— Exercise materials —

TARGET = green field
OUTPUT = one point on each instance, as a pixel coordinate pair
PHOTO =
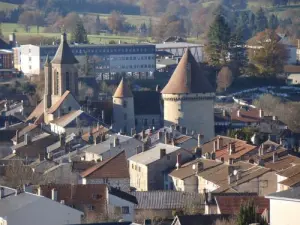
(23, 36)
(7, 6)
(131, 19)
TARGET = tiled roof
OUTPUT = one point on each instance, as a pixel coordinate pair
(187, 169)
(185, 81)
(230, 205)
(95, 132)
(241, 148)
(59, 102)
(80, 166)
(165, 199)
(291, 181)
(123, 195)
(293, 194)
(291, 69)
(115, 167)
(77, 194)
(26, 129)
(123, 90)
(291, 171)
(36, 147)
(250, 115)
(200, 219)
(64, 53)
(282, 162)
(37, 112)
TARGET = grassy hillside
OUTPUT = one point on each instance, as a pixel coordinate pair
(7, 6)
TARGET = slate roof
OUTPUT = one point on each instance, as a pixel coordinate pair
(293, 194)
(199, 219)
(123, 90)
(179, 82)
(64, 53)
(165, 199)
(147, 103)
(123, 195)
(187, 170)
(153, 154)
(115, 167)
(230, 205)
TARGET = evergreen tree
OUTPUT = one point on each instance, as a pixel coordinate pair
(273, 22)
(248, 215)
(1, 34)
(261, 21)
(218, 42)
(98, 25)
(79, 34)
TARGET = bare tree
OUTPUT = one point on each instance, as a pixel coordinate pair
(224, 78)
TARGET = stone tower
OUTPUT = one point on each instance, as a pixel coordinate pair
(64, 72)
(189, 98)
(123, 109)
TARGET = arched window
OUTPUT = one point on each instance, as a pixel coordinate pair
(67, 81)
(56, 83)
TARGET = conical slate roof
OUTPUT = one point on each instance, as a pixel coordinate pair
(64, 53)
(187, 78)
(123, 90)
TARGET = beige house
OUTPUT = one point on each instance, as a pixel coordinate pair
(184, 176)
(149, 169)
(189, 98)
(113, 171)
(238, 177)
(285, 207)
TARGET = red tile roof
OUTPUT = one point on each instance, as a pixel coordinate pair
(59, 102)
(230, 205)
(115, 167)
(123, 90)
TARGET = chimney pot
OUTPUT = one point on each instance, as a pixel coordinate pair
(54, 194)
(162, 152)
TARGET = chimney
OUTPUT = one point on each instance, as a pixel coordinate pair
(166, 137)
(199, 141)
(261, 113)
(162, 152)
(17, 137)
(116, 141)
(39, 191)
(27, 139)
(103, 116)
(1, 192)
(224, 113)
(275, 157)
(54, 194)
(199, 167)
(178, 163)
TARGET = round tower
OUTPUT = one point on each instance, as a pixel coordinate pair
(123, 109)
(189, 98)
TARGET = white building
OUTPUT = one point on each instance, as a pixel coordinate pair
(189, 98)
(113, 145)
(284, 207)
(30, 209)
(103, 58)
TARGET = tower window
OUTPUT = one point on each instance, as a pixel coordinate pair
(56, 83)
(67, 81)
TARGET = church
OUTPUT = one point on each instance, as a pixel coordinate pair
(186, 101)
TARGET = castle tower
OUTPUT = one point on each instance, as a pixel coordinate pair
(64, 72)
(123, 108)
(48, 86)
(189, 98)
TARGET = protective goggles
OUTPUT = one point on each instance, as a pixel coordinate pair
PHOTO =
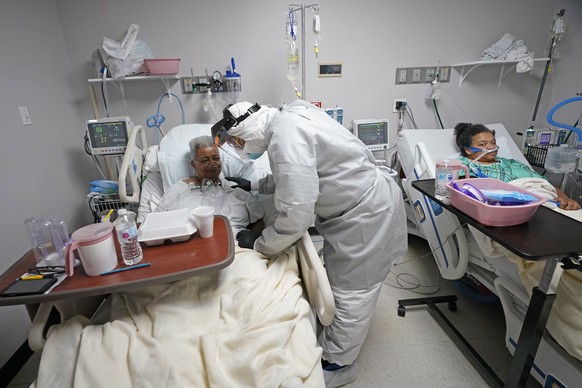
(220, 129)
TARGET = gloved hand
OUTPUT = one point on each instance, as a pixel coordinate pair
(241, 183)
(246, 238)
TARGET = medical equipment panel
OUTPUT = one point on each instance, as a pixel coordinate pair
(373, 133)
(108, 136)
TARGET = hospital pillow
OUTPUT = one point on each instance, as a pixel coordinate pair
(174, 156)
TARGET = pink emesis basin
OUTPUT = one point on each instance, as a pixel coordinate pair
(492, 215)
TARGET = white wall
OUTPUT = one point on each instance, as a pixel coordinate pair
(44, 169)
(392, 34)
(45, 63)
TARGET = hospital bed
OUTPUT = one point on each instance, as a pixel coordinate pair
(457, 251)
(251, 324)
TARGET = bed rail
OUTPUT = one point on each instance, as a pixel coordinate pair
(442, 229)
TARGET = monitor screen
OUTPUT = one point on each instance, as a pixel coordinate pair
(108, 136)
(373, 133)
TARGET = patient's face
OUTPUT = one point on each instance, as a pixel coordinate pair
(484, 140)
(207, 163)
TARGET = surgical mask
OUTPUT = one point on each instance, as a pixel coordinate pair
(236, 153)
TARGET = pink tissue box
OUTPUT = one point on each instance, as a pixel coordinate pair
(162, 66)
(491, 215)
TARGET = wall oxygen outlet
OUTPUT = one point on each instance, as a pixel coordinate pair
(399, 104)
(187, 85)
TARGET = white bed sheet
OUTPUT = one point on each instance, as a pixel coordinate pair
(244, 326)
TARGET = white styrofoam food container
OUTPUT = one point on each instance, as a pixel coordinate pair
(175, 225)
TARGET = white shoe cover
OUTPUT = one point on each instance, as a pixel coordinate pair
(340, 377)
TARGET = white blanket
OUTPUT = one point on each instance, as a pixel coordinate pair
(244, 326)
(565, 320)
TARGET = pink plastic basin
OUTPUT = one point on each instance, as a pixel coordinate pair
(491, 215)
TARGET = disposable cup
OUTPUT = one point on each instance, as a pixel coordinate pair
(204, 219)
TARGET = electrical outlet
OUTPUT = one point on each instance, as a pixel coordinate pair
(444, 74)
(401, 76)
(398, 102)
(187, 85)
(416, 75)
(429, 74)
(24, 115)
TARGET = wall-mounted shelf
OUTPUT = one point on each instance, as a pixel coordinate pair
(473, 65)
(118, 82)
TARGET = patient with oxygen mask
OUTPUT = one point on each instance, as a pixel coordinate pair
(479, 152)
(208, 187)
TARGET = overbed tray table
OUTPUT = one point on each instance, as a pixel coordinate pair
(169, 262)
(548, 236)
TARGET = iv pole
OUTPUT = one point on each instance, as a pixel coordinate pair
(295, 8)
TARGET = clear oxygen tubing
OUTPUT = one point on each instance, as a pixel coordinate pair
(551, 120)
(156, 120)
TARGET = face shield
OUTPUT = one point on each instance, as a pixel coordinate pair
(223, 139)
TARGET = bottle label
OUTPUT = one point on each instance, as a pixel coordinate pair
(129, 233)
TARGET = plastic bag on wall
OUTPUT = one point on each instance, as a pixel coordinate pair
(125, 57)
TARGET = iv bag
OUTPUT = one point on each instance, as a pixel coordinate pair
(292, 63)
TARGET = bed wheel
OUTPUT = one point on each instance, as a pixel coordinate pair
(401, 311)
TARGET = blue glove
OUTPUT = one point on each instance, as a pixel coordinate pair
(241, 183)
(246, 238)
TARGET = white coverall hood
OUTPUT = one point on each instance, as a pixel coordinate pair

— What you have to do —
Your task is to output exactly the lines running from the one with "TARGET = face shield" through the final line of the material above, with both ends included.

— Problem solution —
TARGET = face shield
OUTPUT = one point on each instance, as a pixel coordinate pair
(223, 139)
TARGET = bottle label
OUTPUT = one point on each instance, as a pixel coordinate pair
(129, 233)
TARGET = plastic bag on wall
OUTPUT = one point on each instance, as a pixel coordinate pair
(125, 57)
TARGET = iv bag
OUTPUT = one point on each instance, as a pixel coordinate pair
(292, 63)
TARGET = bed wheel
OUTPUT = one point on each instance, as a pixel coordinate pair
(401, 311)
TARGET = blue glove
OUTPUT = one point on each instance, as a pixel coordinate pair
(241, 183)
(246, 238)
TARGET = white coverall hood
OUTPUT = one point on each instance, as a pixel coordinate pair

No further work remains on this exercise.